┌─ RECORD LIST

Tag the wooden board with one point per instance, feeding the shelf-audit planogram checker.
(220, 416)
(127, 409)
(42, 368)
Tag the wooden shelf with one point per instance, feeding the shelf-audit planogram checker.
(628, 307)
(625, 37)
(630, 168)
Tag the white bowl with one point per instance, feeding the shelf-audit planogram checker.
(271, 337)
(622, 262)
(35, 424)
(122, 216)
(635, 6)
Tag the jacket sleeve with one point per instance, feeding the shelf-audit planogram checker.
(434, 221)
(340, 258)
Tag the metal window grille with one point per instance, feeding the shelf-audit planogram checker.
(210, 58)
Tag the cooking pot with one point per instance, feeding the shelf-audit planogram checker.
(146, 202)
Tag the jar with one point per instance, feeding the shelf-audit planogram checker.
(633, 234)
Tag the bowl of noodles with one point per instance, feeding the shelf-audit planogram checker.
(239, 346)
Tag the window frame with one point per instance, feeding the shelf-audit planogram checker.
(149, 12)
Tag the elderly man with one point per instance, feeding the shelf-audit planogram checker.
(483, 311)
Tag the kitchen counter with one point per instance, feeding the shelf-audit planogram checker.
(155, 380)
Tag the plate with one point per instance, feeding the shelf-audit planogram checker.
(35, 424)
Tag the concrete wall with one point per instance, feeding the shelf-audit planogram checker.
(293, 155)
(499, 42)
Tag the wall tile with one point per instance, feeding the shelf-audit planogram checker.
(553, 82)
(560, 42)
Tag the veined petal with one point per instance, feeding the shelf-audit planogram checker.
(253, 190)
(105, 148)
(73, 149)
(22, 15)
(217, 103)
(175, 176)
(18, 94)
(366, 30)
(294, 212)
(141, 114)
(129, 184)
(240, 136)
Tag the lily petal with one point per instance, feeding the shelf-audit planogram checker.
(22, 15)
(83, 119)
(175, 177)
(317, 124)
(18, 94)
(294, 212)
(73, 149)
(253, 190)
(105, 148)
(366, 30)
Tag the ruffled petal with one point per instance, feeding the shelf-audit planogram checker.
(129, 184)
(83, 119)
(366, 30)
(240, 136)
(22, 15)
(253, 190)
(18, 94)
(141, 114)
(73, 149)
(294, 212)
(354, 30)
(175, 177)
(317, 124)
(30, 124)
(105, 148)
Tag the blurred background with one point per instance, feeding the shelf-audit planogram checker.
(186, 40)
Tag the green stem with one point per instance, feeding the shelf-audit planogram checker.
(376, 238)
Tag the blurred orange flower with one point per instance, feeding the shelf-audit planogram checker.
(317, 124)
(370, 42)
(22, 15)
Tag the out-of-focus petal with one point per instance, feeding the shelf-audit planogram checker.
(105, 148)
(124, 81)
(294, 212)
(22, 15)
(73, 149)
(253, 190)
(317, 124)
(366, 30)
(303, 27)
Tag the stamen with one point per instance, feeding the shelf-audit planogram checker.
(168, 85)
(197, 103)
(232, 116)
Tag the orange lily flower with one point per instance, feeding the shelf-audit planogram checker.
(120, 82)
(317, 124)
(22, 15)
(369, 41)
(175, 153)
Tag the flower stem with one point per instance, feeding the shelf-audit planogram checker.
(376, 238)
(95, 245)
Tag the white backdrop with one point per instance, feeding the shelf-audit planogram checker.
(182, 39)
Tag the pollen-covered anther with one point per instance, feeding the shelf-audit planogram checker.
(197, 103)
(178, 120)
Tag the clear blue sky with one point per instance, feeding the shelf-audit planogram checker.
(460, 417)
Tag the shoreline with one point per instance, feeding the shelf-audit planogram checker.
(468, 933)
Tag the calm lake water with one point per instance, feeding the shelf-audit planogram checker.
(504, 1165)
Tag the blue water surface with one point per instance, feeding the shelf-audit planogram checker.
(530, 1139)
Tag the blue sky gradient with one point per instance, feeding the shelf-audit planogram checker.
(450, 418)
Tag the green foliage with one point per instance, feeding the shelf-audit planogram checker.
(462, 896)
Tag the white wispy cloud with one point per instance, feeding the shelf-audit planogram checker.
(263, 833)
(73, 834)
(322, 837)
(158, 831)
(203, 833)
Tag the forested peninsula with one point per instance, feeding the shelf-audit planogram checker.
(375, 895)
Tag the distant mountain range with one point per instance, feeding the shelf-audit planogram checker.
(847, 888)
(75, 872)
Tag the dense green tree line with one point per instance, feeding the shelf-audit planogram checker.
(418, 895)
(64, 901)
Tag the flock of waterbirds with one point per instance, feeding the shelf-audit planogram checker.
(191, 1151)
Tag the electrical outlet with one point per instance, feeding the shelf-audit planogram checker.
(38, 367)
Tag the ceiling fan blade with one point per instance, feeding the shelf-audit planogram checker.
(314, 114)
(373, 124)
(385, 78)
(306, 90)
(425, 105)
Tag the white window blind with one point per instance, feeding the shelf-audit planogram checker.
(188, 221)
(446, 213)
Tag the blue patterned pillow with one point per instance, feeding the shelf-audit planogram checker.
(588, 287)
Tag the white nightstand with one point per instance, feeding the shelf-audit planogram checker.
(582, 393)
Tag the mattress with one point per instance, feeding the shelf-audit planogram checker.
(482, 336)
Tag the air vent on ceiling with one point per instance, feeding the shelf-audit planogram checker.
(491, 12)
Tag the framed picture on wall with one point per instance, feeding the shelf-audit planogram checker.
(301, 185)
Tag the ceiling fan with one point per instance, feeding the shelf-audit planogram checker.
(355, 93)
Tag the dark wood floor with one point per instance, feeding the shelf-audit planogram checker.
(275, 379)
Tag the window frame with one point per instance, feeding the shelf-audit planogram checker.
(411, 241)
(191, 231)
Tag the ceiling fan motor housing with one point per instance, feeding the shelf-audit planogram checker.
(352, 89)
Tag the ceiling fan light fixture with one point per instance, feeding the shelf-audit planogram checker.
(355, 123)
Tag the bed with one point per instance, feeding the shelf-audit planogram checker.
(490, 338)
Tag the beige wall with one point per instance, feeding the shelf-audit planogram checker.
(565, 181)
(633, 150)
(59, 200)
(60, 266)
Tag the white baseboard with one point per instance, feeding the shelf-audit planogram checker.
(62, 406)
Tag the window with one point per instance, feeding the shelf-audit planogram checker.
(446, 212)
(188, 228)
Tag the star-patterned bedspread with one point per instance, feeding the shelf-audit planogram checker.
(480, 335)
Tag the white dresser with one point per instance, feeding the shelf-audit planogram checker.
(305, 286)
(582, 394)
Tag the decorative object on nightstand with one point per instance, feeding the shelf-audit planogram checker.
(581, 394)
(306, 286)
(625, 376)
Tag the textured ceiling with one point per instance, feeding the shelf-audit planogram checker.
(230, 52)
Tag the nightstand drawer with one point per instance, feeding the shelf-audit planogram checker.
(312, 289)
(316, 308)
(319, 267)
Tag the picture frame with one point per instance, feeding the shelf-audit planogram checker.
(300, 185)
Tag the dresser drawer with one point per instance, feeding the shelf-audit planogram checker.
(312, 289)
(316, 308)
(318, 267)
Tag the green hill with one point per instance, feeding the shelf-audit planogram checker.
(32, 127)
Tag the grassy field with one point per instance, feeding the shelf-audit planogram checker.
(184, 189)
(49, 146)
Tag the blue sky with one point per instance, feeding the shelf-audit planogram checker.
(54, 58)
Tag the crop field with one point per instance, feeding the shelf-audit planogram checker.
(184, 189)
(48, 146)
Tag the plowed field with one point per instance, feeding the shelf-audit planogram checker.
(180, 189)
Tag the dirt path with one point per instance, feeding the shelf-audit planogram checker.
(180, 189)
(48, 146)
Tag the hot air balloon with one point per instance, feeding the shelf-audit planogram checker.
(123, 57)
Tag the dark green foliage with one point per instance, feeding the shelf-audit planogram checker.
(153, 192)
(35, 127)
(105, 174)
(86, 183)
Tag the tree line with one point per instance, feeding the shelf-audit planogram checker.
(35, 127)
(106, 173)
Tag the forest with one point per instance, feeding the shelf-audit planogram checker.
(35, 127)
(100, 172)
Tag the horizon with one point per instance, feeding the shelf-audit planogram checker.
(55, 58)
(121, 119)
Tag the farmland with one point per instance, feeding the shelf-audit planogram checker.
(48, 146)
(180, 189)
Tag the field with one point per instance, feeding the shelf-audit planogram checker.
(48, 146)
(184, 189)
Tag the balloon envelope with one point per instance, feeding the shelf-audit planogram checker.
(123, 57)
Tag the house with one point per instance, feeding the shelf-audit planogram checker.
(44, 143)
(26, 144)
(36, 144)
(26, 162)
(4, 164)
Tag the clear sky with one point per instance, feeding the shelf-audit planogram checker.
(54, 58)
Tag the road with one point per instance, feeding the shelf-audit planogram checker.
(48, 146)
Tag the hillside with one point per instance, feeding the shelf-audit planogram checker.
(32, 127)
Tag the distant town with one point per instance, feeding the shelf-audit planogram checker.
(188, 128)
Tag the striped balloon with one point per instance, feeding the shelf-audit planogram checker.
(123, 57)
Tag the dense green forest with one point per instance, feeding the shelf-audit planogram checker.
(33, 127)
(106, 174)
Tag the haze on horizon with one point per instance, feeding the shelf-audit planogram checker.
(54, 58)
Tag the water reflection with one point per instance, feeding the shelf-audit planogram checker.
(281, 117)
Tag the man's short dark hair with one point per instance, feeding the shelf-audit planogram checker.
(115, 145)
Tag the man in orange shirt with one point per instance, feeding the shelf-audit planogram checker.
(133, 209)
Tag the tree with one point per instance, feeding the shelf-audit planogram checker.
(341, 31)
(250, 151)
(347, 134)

└─

AIM OF THE TASK: Starting at the row containing "Tag the tree with" and ending at the last row, rewrite those rows with "tree" swapped for "palm tree" and nothing else altered.

THE RESPONSE:
Tag the palm tree with one point per instance, feeding the shelf-audit planogram checker.
(341, 31)
(250, 151)
(347, 134)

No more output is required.